AIM OF THE EXERCISE: Write the records out again, precisely as they stand.

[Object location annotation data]
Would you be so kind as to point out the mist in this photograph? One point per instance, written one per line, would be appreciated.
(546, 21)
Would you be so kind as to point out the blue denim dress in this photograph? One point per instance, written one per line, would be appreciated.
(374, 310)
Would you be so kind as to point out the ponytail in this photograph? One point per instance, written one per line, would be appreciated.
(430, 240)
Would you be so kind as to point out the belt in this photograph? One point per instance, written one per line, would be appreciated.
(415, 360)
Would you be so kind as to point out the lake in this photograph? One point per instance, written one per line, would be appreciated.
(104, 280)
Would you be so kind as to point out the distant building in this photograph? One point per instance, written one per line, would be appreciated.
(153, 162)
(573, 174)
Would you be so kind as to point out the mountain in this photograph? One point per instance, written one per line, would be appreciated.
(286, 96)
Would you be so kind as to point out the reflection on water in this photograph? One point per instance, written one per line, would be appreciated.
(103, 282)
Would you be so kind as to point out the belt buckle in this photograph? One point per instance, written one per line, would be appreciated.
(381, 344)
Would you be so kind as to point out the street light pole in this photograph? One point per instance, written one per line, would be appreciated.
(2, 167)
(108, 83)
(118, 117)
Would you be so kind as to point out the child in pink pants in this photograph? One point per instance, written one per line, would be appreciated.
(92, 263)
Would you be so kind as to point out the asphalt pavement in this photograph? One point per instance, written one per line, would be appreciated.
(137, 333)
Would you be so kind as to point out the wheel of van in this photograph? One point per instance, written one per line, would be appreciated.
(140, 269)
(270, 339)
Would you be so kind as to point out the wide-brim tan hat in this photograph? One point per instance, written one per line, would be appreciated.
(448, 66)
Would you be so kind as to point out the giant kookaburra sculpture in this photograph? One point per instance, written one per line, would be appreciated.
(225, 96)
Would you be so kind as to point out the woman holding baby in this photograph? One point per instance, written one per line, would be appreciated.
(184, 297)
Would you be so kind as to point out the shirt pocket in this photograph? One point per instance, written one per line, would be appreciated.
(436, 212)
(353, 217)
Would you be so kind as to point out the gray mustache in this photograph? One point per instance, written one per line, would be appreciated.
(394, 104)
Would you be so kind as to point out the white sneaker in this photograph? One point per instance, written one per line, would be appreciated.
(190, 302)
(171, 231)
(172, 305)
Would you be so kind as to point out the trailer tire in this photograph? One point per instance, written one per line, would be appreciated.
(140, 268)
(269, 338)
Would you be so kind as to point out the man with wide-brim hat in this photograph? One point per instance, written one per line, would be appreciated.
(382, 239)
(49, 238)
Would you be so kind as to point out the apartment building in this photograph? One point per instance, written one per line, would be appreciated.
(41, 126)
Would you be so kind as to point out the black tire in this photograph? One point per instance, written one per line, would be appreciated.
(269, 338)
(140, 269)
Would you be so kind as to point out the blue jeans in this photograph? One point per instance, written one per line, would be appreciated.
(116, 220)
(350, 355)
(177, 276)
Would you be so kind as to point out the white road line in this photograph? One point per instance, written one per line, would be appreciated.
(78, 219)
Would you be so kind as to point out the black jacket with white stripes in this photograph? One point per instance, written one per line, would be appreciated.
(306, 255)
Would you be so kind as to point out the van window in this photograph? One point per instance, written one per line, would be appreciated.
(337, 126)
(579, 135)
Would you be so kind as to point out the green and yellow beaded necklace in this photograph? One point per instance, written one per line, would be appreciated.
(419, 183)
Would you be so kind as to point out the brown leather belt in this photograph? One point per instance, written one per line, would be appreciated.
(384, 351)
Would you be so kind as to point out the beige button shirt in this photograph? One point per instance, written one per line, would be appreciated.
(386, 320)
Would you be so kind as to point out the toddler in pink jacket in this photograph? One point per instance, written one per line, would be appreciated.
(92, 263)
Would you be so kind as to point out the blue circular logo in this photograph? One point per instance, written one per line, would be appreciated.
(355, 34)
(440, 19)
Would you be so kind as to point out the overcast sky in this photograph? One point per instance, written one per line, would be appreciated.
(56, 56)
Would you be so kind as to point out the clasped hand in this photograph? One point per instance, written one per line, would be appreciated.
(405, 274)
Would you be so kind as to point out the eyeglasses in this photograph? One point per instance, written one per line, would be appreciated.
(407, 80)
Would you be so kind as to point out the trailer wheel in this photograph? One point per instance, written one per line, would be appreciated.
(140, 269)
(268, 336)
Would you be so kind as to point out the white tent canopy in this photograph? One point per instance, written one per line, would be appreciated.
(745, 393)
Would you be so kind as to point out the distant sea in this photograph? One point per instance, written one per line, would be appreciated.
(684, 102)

SOLUTION FOR THIS PROBLEM:
Would you be so kind as to point out the mist in this photograph? One point per instance, written one per line, would be appreciated.
(546, 21)
Would you be so kind as to point out the blue denim dress in this photograph? One point per instance, written one per line, would be appreciated.
(374, 310)
Would you be so kind as to point out the ponytail in this photograph? One point per instance, written one per line, would be appreciated.
(430, 240)
Would you be so kind as to point out the belt in this photograph? One point per instance, written one per line, would be appreciated.
(415, 360)
Would you be so kind as to point out the lake in this photograph? One point per instance, written one per line, would be appreciated.
(104, 280)
Would you be so kind as to point out the distant building in this photograph? One point per instance, written one per line, would be appreciated.
(153, 162)
(573, 174)
Would you be so kind as to point out the mountain in this photograph? One point per instance, written one per line, would be appreciated.
(286, 96)
Would you be so kind as to point out the reflection on water in this photograph? One point per instance, written one per line, would be appreciated.
(103, 282)
Would you be so kind as to point out the belt buckle in this photograph? One point per instance, written one per line, would be appreciated.
(381, 344)
Would you be so kind as to point out the street light pole in this photograph? One point per instance, written one per line, would be appreciated.
(2, 167)
(108, 83)
(118, 117)
Would you be so kind as to point out the child in pink pants in this photograph? One point per instance, written one per line, would be appreciated.
(92, 263)
Would you be so kind as to point out the asphalt pavement in this photograph? One point per instance, written one per line, would be appreciated.
(137, 333)
Would you be so kind as to point out the wheel of van in this photograph? One point per instance, written one per line, would be appreciated.
(140, 269)
(270, 339)
Would you be so kind as to point out the wide-brim tan hat in this photograph? One point per instance, written one per line, would be appreciated.
(448, 66)
Would you be so kind as to point out the giant kookaburra sculpture in this photograph? One point per instance, written one per line, would be appreciated.
(225, 96)
Would you be so kind as to point out the woman holding baby in this photograph? One point per instance, written one per line, would be appreciated.
(184, 297)
Would you be so kind as to point out the shirt pocket in this photograph? One point per instance, written one per line, would be appreciated.
(436, 212)
(353, 217)
Would you be so kind as to point out the gray mustache in this photograph? One point per instance, written one per line, would be appreciated.
(394, 104)
Would you be so kind as to point out the white sneaker in this photograph? One point per instance, written one per line, would be appreciated.
(190, 302)
(171, 231)
(172, 305)
Would you be so kind as to point out the trailer tire in this photograph? One point per instance, written one per line, would be appreciated.
(140, 268)
(269, 338)
Would you be so kind as to point out the man with wide-brim hat in this photograph? One point per instance, written one per line, would be appreciated.
(382, 239)
(49, 238)
Would you be so kind as to point out the apartment building in this photograph? One point per instance, written one per line, would be appreciated.
(41, 126)
Would you be so kind as to point out the black tire in this photograph? One point per instance, written one per line, would be appreciated.
(269, 338)
(140, 269)
Would you be so kind as to point out the blue jeans in this photograph? One point per instance, written one per line, would be appreciated.
(116, 220)
(350, 355)
(177, 276)
Would you be so kind as to point out the white road line in this photograph? One point per instance, written one per line, would be appreciated.
(78, 219)
Would you be so kind as to point out the black jacket with white stripes in this photograph? One point per instance, written one per line, would be appreciated.
(306, 255)
Would you be so kind as to point out the van window in this photograph? One point per instance, written one per line, would be appreciated.
(337, 126)
(579, 135)
Would you be so kind as to point out the green and yellow beaded necklace in this photograph? One point per instance, written one per line, would be appreciated.
(419, 183)
Would you be so kind as to point out the brown leather belt in this photograph? One point per instance, written one per line, would be appreciated.
(384, 351)
Would you be so kind as to point out the beige button shirt in this photograph? One point per instance, written one per line, would be appreciated.
(386, 320)
Would you be so kind as to point out the toddler in pink jacket in this photograph? One point per instance, written one per line, would be appreciated.
(92, 263)
Would you be so kind as to point out the blue circular logo in this photograph? One point per instance, written one per line, would be appreciated.
(355, 34)
(440, 19)
Would you be so kind as to point out the overcast sky in this photograph? One point per instance, written one per line, would be appreciated.
(56, 56)
Would you be so kind as to point out the clasped hand in this photograph? One point per instance, written one per line, would be appreciated.
(405, 274)
Would you be so kind as to point out the eyeglasses in this photograph? One point per instance, written one per line, would be appreciated.
(407, 80)
Would you be so kind as to point out the trailer wheel in this photograph? One point per instance, written one per line, would be appreciated.
(140, 269)
(268, 336)
Would you be so kind as to point out the white tent canopy in this photograph? One point per instance, written one per line, would be appreciated.
(745, 393)
Would you be so kind as to point out the distant sea in this photograph? One point per instance, written one per line, would be appreciated.
(684, 102)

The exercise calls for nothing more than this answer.